Work order 1: In the passage on Seine-Saint-Denis, what did the capital's poorer suburbs supply most of while many Parisians fled or worked from home?
Work order 2: Write the next part of the passage on Seine-Saint-Denis and racial inequality in France, picking up after its last sentence.

Healthwise, Seine-Saint-Denis also paid a disproportionately heavy price. The combination of large families in cramped quarters and a lack of doctors and hospital beds left the local population particularly exposed to the virus. And while many Parisians fled to countryside residences or switched to working from home, the capital’s poorer suburbs supplied most of the frontline workers who kept the metropolis running.

But for France’s proudly egalitarian — and supposedly colour-blind — institutions, the racialised nature of such inequalities simply doesn’t exist, neither as a statistic nor as a distinct social experience. 

“All that talk of equality and fraternity, it’s bullshit,” said former journalist Divy Vasanth, slamming the authorities and the media for refusing to engage with minorities and acknowledge racial inequalities.

Vasanth pointed to the case of French singer and actress Camélia Jordana, who recently caused a storm by using the term “massacre” to talk of police violence in the suburbs. The ensuing backlash, he argued, is indicative of a society that ignores people so long as they live in the banlieue and expects them to be grateful and “shut up” when they are successful.

Information provided:

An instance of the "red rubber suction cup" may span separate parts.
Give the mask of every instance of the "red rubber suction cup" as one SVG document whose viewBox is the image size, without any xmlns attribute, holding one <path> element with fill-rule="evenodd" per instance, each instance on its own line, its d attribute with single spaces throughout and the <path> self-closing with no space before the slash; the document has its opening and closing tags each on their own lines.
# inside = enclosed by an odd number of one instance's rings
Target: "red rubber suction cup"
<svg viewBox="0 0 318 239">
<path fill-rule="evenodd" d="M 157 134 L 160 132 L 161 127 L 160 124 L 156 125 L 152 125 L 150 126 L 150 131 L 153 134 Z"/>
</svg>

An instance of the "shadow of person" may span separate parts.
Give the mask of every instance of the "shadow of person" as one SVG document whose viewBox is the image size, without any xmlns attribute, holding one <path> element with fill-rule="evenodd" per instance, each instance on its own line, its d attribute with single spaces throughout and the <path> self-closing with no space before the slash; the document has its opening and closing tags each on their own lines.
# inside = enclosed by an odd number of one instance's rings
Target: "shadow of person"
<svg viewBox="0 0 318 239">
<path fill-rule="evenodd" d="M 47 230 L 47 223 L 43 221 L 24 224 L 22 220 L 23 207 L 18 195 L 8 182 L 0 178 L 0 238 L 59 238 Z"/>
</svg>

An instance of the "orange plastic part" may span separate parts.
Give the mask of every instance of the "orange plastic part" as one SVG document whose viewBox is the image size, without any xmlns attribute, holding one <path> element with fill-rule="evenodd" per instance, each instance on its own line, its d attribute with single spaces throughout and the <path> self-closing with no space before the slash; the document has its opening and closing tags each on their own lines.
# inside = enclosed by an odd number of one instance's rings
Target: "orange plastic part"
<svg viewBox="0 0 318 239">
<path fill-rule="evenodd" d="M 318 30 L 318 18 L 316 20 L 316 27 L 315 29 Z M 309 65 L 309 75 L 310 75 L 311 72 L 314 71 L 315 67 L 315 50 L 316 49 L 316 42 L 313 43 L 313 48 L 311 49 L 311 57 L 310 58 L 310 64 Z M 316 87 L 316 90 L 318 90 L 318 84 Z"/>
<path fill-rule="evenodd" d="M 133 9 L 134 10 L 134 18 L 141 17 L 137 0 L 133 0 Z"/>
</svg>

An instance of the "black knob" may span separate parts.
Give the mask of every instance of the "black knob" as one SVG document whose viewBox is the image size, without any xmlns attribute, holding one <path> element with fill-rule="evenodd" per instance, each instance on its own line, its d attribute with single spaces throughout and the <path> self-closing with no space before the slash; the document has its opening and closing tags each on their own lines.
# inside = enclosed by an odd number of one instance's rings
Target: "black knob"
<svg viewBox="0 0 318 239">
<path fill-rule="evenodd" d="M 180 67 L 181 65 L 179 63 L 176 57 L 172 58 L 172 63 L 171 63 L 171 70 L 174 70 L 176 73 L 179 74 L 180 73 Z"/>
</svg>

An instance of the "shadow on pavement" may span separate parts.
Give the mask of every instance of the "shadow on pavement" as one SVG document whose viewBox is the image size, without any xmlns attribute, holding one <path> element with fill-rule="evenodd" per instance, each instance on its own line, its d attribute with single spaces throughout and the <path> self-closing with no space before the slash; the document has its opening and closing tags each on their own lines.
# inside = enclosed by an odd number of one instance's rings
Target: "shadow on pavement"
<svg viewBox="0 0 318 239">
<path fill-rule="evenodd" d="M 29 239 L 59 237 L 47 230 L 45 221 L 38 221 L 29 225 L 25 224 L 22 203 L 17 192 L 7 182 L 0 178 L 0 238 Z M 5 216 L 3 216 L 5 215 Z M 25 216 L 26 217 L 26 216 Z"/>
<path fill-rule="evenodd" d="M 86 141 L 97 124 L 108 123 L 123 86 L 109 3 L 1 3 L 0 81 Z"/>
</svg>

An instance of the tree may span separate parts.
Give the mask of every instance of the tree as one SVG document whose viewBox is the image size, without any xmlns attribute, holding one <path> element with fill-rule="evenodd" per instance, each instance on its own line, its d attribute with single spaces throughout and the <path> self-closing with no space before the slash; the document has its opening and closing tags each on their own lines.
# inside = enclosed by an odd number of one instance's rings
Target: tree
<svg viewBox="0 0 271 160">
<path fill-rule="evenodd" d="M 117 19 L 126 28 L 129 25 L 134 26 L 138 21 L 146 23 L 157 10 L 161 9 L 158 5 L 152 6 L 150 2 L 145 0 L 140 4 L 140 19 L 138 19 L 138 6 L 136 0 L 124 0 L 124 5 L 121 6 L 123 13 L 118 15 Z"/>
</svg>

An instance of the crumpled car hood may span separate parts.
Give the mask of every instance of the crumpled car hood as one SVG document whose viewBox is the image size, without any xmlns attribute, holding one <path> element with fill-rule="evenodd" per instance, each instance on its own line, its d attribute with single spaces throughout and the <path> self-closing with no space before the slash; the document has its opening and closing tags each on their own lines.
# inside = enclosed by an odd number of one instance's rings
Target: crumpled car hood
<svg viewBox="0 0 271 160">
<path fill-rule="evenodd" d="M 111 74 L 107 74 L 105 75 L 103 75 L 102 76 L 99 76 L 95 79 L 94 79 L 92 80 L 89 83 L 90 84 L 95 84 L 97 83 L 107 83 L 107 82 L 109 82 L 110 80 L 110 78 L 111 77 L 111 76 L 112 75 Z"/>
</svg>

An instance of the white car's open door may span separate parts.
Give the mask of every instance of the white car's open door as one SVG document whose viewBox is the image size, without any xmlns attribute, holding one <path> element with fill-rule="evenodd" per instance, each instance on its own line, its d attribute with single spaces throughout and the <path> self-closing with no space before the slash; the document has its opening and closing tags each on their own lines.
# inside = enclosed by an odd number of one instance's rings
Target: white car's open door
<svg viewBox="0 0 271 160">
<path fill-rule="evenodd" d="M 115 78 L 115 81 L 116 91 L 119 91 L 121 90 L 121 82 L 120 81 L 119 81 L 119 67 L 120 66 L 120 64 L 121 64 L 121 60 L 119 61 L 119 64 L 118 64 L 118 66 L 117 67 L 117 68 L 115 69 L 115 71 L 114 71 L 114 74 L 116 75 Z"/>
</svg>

Written reply 1: Most of the frontline workers who kept the metropolis running.

Written reply 2:
“When Assa Traoré speaks, she’s told to shut it because she’s from the suburbs. And when Camélia Jordana says something, she’s told she has no reason to complain,” Vasanth said. “They don’t listen to what we have to say: they mock the words we use and ignore the substance.”

Police ‘suffering too’

“We’re black, brown, white etc. This is the reality. And we need to stop pretending that blacks and others are not discriminated against,” said Maelle M., a 23-year-old student from the Paris suburbs, standing nearby with a sign reading: “It’s not black vs white. It’s everyone vs racists”.

Maelle and her friend Aline also dithered at length before joining the rally, fearing for their safety. They carried milk and eye drops in their rucksacks to ease the sting from teargas. 

“Of course France and America are very different countries, but they have a common enemy: racism,” said Maelle. “Nothing will ever change until people are educated about racism. Starting with the police.”

For Maelle M. (right) and her friend Aline, tackling racism is they key to healing the fraught relationship between police and youths in the suburbs.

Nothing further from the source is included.